Look below for the line containing "Please pick out the grass"; from there, print each line exactly up to and including the line containing "Target: flip flop", and stop.

## DATA TO USE
• • • • • • •

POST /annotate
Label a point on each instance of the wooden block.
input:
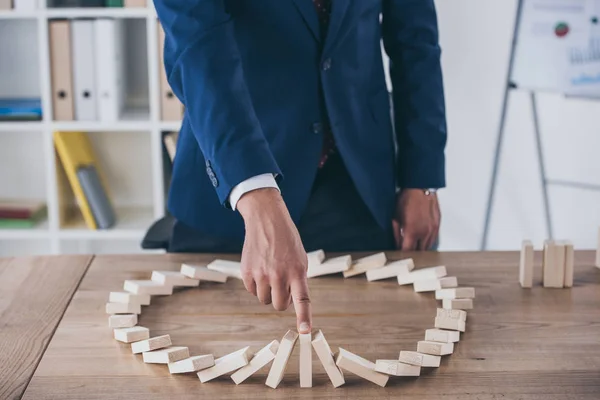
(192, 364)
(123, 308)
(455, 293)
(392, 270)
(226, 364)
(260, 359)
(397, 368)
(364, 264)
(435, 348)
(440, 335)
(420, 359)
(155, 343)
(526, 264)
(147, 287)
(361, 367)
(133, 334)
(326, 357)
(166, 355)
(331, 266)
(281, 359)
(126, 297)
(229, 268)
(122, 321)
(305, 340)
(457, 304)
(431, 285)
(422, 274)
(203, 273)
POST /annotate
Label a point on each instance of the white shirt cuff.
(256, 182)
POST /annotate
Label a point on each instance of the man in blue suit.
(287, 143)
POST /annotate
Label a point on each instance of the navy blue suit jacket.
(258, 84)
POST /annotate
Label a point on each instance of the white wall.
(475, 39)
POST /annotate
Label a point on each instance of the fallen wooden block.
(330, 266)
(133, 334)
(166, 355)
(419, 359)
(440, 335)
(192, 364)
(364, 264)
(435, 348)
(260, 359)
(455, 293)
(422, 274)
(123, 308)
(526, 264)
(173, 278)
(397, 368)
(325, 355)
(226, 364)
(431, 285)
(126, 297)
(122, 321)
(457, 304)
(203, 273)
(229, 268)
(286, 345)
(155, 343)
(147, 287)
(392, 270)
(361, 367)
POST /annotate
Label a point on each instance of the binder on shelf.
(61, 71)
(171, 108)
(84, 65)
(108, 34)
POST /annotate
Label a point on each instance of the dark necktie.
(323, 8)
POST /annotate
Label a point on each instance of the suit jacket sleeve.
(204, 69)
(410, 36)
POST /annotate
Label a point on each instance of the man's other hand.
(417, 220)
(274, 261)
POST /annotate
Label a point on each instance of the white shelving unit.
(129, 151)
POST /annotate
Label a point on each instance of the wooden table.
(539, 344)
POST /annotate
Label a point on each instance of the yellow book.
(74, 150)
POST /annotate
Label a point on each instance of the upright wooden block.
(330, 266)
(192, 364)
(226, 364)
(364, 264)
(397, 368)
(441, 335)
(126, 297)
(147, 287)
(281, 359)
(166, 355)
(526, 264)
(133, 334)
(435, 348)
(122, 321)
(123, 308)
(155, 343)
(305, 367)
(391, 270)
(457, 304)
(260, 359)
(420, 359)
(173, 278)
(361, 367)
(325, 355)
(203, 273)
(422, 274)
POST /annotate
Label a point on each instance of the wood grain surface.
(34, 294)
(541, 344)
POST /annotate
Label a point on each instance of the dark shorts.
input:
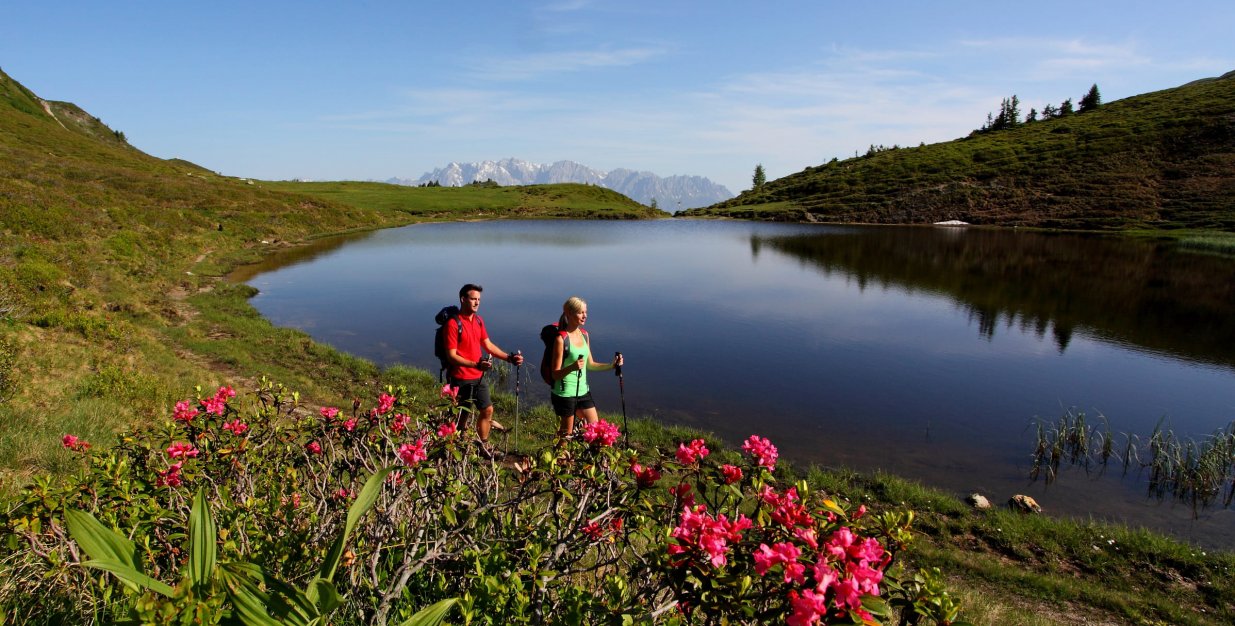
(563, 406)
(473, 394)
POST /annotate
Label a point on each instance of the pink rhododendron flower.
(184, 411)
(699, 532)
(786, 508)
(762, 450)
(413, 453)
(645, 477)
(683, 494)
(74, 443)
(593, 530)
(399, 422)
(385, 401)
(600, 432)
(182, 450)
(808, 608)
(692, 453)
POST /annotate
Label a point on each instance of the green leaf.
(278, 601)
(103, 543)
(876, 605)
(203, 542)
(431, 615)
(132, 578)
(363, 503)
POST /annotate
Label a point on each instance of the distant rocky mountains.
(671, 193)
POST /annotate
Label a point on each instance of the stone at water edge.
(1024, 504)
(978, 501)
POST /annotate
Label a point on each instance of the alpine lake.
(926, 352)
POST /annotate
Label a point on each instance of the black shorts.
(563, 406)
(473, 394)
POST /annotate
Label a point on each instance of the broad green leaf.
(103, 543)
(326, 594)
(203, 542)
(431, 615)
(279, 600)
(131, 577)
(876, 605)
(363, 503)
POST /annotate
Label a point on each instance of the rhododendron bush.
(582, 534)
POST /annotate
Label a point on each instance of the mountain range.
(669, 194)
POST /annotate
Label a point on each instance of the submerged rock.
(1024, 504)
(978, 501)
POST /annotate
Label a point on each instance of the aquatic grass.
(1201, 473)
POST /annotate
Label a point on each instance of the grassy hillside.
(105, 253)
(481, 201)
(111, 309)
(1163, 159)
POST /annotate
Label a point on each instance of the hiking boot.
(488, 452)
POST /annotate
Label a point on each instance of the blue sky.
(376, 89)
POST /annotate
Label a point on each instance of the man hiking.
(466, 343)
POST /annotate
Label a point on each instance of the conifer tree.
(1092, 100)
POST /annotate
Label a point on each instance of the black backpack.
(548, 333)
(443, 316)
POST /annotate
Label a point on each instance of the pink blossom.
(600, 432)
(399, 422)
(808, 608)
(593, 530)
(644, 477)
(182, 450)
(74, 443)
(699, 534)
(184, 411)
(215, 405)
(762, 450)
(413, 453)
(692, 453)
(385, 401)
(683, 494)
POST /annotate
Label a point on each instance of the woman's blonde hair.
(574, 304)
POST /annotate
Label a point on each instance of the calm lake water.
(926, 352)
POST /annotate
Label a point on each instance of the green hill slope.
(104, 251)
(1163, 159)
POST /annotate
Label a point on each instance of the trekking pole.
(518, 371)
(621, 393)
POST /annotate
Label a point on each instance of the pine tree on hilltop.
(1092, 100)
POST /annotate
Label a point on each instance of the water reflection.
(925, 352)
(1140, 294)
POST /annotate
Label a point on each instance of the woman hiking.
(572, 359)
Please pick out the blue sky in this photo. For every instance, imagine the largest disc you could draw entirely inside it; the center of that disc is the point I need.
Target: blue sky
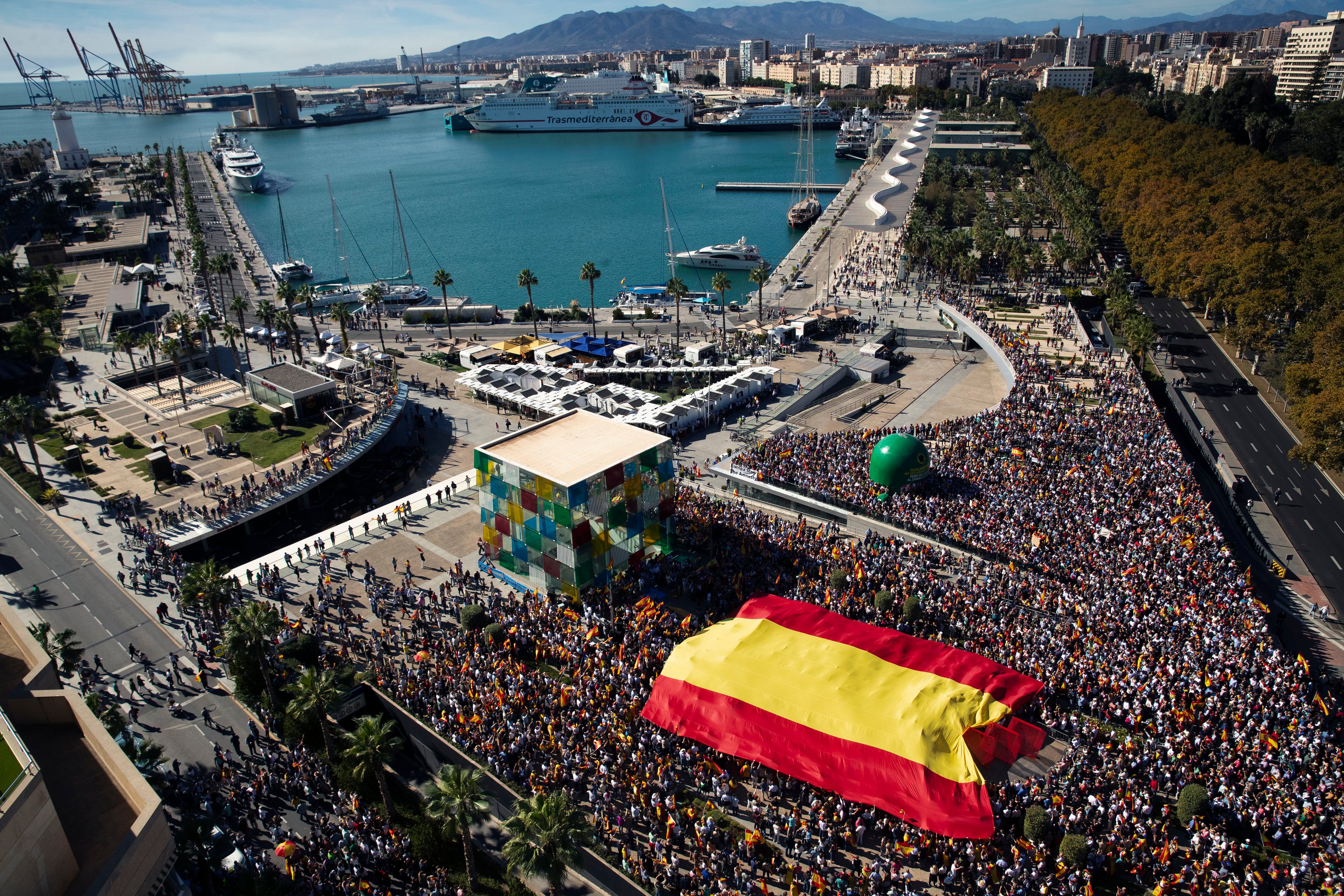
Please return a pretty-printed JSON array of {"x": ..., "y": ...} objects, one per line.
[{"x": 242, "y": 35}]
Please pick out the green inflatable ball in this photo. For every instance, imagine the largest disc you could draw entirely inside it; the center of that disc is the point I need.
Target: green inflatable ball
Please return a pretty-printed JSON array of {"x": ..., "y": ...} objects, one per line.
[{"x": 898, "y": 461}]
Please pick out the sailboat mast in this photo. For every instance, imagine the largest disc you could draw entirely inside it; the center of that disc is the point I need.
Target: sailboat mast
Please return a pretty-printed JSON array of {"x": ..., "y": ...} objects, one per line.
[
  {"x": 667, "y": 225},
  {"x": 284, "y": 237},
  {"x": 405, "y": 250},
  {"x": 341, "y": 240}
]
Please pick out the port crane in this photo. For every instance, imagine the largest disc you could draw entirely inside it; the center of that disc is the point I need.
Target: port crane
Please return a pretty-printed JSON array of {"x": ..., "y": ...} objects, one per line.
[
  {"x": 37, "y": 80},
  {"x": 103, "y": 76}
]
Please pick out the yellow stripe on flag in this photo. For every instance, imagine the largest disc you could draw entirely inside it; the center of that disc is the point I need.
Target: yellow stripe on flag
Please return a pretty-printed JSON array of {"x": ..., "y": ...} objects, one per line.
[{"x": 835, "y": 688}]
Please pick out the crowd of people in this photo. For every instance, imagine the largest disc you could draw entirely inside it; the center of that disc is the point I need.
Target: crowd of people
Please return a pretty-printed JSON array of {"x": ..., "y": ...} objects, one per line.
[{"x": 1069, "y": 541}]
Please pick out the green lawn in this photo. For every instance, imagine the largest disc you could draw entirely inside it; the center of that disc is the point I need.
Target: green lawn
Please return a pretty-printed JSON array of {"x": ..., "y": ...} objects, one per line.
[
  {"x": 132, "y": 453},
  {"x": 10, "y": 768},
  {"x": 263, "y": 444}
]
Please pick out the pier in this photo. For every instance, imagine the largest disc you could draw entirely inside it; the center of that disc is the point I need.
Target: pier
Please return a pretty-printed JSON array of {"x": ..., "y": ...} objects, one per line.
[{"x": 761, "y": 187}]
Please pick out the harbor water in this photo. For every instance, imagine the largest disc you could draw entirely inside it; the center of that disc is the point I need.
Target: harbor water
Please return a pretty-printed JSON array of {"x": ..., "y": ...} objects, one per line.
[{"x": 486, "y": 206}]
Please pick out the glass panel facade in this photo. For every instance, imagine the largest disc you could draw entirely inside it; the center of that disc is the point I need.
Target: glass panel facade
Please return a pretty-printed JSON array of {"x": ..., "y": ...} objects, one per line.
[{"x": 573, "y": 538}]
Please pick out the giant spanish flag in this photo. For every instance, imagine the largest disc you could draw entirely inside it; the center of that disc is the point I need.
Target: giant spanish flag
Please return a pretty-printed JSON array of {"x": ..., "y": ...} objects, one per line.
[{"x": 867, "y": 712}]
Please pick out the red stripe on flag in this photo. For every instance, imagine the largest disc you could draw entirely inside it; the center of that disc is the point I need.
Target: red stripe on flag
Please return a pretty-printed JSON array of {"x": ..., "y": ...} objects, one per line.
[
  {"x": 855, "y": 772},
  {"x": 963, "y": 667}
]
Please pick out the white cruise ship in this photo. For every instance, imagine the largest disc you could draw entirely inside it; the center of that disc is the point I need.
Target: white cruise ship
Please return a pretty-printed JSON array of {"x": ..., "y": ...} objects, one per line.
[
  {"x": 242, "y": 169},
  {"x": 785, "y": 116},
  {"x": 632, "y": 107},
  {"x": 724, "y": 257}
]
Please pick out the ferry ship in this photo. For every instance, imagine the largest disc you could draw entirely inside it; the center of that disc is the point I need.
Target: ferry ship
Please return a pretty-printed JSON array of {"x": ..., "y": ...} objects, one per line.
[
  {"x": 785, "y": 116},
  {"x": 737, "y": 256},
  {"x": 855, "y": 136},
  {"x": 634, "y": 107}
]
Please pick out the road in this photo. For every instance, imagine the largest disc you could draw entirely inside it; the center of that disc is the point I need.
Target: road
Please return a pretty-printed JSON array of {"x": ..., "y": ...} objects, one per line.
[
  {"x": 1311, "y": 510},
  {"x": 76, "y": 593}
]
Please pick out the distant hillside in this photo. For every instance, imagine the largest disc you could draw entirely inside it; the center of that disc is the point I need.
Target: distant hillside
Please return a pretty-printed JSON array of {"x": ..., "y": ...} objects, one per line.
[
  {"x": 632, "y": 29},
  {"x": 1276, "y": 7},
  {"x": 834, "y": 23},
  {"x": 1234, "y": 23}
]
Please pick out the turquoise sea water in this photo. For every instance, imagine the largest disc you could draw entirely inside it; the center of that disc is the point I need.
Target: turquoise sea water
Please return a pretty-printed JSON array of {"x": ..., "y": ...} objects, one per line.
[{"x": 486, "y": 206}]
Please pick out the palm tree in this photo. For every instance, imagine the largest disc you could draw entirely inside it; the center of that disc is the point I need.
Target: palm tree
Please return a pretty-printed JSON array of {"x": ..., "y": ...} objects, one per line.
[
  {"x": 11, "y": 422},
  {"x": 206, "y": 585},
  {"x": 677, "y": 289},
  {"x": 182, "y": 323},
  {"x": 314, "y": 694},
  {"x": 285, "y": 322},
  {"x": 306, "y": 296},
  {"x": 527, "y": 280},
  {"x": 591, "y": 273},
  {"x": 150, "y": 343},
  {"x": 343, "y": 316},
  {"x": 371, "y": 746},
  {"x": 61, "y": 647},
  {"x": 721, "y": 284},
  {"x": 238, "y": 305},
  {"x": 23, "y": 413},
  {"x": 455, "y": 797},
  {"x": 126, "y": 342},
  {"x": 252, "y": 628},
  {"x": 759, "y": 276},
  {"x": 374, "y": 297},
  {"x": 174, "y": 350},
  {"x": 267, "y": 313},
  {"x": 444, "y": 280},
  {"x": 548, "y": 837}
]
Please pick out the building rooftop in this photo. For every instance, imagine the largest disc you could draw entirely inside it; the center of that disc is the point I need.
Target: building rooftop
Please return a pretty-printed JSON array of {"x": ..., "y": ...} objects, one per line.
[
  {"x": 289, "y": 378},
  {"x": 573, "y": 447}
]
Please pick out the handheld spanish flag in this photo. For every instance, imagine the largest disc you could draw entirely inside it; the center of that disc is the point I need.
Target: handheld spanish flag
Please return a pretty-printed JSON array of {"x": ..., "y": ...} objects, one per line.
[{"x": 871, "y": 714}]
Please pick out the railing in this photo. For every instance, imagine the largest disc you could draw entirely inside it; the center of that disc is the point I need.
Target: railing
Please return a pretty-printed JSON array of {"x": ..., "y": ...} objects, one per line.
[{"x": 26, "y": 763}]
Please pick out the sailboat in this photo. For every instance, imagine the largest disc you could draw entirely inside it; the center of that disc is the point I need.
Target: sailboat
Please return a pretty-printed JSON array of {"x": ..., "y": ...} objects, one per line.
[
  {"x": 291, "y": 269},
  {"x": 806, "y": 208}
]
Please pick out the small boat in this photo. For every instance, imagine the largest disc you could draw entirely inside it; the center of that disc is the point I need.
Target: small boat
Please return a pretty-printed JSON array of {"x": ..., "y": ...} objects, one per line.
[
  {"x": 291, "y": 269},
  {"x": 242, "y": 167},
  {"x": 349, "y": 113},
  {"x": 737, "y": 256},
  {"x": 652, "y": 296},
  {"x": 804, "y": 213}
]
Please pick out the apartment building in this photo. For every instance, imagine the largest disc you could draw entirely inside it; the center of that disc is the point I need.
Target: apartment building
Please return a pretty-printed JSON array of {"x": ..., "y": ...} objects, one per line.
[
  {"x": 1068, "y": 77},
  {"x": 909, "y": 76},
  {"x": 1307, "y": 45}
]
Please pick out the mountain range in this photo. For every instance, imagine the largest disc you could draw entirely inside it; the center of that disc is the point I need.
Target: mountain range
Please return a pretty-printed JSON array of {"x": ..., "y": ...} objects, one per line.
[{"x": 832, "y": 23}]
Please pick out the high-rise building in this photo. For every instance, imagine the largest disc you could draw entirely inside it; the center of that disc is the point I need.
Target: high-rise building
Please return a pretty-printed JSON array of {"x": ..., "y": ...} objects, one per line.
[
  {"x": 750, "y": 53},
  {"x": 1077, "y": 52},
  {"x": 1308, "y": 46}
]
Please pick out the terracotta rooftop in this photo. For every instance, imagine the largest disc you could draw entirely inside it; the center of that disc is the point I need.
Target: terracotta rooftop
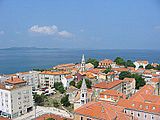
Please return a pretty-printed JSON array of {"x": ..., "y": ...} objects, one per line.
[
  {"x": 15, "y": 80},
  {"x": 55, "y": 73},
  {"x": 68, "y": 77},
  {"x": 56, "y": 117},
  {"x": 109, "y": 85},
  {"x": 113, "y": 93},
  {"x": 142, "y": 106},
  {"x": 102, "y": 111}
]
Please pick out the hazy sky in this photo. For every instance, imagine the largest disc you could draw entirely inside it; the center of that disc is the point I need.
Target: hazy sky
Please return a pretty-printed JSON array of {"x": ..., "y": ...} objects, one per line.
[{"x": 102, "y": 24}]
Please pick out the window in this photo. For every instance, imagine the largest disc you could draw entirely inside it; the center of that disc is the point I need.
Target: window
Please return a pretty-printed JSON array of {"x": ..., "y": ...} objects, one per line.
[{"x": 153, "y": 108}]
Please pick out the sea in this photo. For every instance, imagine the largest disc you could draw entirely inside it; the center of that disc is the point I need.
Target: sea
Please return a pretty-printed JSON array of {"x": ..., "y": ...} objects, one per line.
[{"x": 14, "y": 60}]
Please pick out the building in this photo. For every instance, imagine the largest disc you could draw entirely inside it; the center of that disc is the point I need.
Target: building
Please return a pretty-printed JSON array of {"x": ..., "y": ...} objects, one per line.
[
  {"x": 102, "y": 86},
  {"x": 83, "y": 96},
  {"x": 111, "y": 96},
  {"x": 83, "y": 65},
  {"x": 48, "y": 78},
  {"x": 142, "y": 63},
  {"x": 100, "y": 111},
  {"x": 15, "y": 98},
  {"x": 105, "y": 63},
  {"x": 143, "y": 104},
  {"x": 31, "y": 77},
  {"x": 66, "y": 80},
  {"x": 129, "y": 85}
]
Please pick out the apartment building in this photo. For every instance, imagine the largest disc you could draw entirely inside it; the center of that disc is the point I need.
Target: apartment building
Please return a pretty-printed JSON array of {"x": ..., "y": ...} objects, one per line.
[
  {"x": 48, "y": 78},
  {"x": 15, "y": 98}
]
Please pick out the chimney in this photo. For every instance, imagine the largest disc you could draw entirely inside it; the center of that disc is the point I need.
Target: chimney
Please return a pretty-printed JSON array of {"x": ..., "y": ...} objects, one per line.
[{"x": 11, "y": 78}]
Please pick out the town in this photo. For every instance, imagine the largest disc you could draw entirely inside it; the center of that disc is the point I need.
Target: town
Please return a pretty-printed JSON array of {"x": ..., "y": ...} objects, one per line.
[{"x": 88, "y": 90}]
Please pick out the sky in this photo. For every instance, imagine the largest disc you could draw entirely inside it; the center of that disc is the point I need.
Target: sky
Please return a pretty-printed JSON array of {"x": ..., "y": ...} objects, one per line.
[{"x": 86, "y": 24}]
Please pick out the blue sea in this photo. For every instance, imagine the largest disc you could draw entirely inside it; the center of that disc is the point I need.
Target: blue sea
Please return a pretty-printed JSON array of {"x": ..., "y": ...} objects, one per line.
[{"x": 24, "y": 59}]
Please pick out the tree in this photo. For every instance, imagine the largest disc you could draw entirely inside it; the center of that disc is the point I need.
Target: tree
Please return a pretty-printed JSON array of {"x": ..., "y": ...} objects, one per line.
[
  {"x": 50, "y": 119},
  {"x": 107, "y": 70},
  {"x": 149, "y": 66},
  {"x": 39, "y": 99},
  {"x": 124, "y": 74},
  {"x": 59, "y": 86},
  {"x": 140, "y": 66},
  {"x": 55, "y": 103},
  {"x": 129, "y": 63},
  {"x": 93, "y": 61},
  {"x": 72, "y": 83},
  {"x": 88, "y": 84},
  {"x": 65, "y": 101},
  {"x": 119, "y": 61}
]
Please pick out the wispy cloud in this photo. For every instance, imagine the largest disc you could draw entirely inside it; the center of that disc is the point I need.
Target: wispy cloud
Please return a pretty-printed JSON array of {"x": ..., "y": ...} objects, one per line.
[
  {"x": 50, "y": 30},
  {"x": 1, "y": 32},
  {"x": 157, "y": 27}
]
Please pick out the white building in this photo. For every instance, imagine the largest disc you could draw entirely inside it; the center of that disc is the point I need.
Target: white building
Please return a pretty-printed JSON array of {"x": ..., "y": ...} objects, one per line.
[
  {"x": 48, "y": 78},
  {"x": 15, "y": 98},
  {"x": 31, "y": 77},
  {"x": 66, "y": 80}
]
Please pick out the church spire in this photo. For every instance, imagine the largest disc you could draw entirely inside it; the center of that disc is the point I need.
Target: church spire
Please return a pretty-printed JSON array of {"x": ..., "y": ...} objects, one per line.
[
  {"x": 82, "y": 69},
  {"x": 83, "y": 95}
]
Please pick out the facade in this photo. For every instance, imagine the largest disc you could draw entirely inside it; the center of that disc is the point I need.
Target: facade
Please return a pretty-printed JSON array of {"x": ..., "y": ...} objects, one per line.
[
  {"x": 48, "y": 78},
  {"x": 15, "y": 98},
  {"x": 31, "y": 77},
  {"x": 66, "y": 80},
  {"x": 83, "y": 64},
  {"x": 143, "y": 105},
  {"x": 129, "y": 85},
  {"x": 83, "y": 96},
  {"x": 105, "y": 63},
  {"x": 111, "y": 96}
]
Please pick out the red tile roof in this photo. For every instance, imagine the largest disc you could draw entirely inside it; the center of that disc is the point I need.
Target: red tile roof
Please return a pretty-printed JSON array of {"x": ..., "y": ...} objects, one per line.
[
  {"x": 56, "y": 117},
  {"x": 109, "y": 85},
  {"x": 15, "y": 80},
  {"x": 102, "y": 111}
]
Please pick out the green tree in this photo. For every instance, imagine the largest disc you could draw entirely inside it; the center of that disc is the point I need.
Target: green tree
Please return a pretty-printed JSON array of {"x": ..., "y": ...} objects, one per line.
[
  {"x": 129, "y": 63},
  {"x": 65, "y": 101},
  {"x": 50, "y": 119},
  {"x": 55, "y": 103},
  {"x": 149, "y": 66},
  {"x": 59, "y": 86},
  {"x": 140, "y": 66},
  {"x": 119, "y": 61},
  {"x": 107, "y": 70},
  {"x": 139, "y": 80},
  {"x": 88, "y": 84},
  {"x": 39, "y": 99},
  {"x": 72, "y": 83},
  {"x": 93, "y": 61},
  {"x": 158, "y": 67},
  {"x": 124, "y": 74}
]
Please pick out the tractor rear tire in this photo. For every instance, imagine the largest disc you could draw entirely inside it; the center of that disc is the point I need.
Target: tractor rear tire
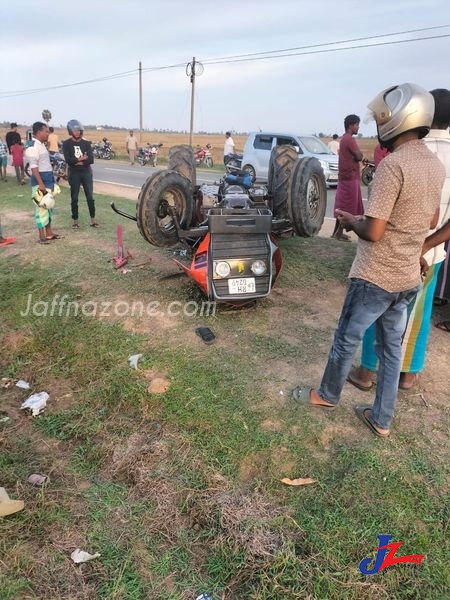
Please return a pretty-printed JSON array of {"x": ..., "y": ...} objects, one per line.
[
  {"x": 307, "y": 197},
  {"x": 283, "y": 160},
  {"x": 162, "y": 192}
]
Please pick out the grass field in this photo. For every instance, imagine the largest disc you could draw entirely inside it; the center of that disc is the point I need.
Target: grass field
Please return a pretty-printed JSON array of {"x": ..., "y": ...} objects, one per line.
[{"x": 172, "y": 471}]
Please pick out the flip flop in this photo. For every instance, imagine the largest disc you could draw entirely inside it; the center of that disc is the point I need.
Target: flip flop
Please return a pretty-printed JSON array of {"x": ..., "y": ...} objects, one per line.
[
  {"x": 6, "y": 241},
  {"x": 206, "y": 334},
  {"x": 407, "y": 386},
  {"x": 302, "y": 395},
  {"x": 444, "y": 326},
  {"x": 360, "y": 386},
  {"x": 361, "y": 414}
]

• • • • • • •

## SOLUTION
Please pick out the grass field in this photo. For every instance, imagine the largest disc you could draw entirely inside it; the center of that disc is the point I need.
Target: grass field
Please return a pretty-printed JSON array of {"x": ..., "y": ...} objects, one per line.
[{"x": 172, "y": 471}]
Please pick out the flip flop in this photo. For every instance, imagine the largest disc you could draw entirely inside it; the center of that disc is the point I need.
Target: flip flop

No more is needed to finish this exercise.